— 文書 —
━━━━
以前、AUTOSARは組み込みソフトウェアの領域にとどまっていましたが、現在では、自動車メーカー(OEM)や一次サプライヤー、ソフトウェア開発のサービス提供者にとって、ソフトウェア定義車両(SDV)への移行を支える戦略的な柱となっています。AUTOSARは、標準化とスケーラビリティを両立するため、最新の自動車ソフトウェアアーキテクチャの中核として機能しています。
しかし、AUTOSARの導入はあくまで第一歩に過ぎません。効果的に活用するためには、適切なアーキテクチャ設計を検討し、製品ラインとプラットフォームを各地域で統一することが重要です。また、納期の遅延や技術的負債の増加を招く落とし穴を回避する必要があります。本記事では、AUTOSARがどのように実装されているのかを解説し、次世代の自動車ソフトウェア戦略を立案する際に考慮すべきポイントを明らかにします。ぜひご一読ください。

AUTOSARとは

AUTOSAR(Automotive Open System Architecture)は、2003年に誕生しました。この開発プロジェクトは電子制御ユニット(ECU)開発の困難を解消するという明確な目的のもと、自動車業界の大手企業(BMW、Bosch、Daimler、Continental、Siemens VDO、Volkswagen)によって設立されました。アイデアは、AUTOSARを標準として、スケーラブルで再利用可能、かつ現代の複雑な自動車に対応できるECUを実現することです。

コンポーネントベースのアーキテクチャ

AUTOSARはモノリシックアーキテクチャを構築するのではなく、コンポーネントベースのアーキテクチャを導入します。各ソフトウェアコンポーネント(SWC)は、明確なインターフェースを持って開発され、様々な車種やプラットフォーム、サプライヤー、世代を超えて再利用することができます。このモジュール設計により、以下のようなメリットが得られます。
━━━━
— データ抜粋 —
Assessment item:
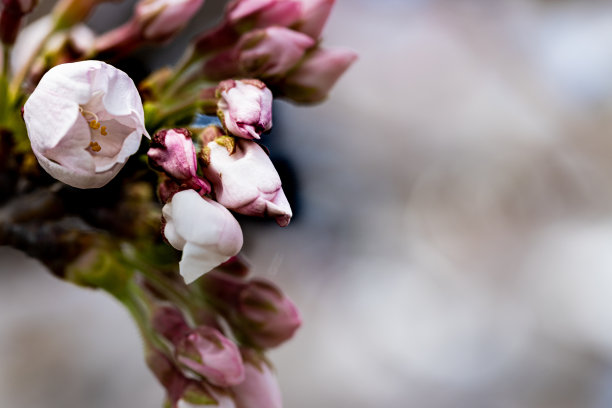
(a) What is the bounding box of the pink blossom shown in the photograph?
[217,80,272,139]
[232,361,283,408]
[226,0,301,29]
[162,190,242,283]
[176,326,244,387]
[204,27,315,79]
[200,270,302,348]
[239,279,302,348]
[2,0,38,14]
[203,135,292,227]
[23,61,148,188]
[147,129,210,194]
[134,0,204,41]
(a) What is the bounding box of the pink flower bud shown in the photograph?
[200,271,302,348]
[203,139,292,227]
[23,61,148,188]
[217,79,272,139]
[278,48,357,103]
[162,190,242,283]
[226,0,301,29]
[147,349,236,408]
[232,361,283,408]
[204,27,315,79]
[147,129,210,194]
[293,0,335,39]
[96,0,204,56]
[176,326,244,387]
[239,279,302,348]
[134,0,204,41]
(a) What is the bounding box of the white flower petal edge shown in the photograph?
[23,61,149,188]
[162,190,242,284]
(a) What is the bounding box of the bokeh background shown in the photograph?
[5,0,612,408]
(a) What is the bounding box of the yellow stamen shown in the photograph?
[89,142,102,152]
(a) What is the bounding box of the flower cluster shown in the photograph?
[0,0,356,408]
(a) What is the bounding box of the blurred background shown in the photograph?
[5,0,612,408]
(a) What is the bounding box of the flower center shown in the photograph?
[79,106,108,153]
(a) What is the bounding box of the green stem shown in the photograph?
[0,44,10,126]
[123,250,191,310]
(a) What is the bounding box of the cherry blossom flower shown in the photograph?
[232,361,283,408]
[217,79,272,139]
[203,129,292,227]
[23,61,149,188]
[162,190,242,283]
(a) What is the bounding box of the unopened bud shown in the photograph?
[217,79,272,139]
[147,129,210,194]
━━━━
— 必須タスク —
[1] 文書によると、AUTOSARは何年に誕生しましたか。
[2] 文書の「以前、AUTOSARは組み込」から「します。ぜひご一読ください。」までを一字も変えずに引用してください。

— 出力結果 —
[1] 2003年です。

[2]
以前、AUTOSARは組み込みソフトウェアの領域にとどまっていましたが、現在では、自動車メーカー(OEM)や一次サプライヤー、ソフトウェア開発のサービス提供者にとって、ソフトウェア定義車両(SDV)への移行を支える戦略的な柱となっています。AUTOSARは、標準化とスケーラビリティを両立するため、最新の自動車ソフトウェアアーキテクチャの中核として機能しています。
しかし、AUTOSARの導入はあくまで第一歩に過ぎません。効果的に活用するためには、適切なアーキテクチャ設計を検討し、製品ラインとプラットフォームを各地域で統一することが重要です。また、納期の遅延や技術的負債の増加を招く落とし穴を回避する必要があります。本記事では、AUTOSARがどのように実装されているのかを解説し、次世代の自動車ソフトウェア戦略を立案する際に考慮すべきポイントを明らかにします。ぜひご一読ください。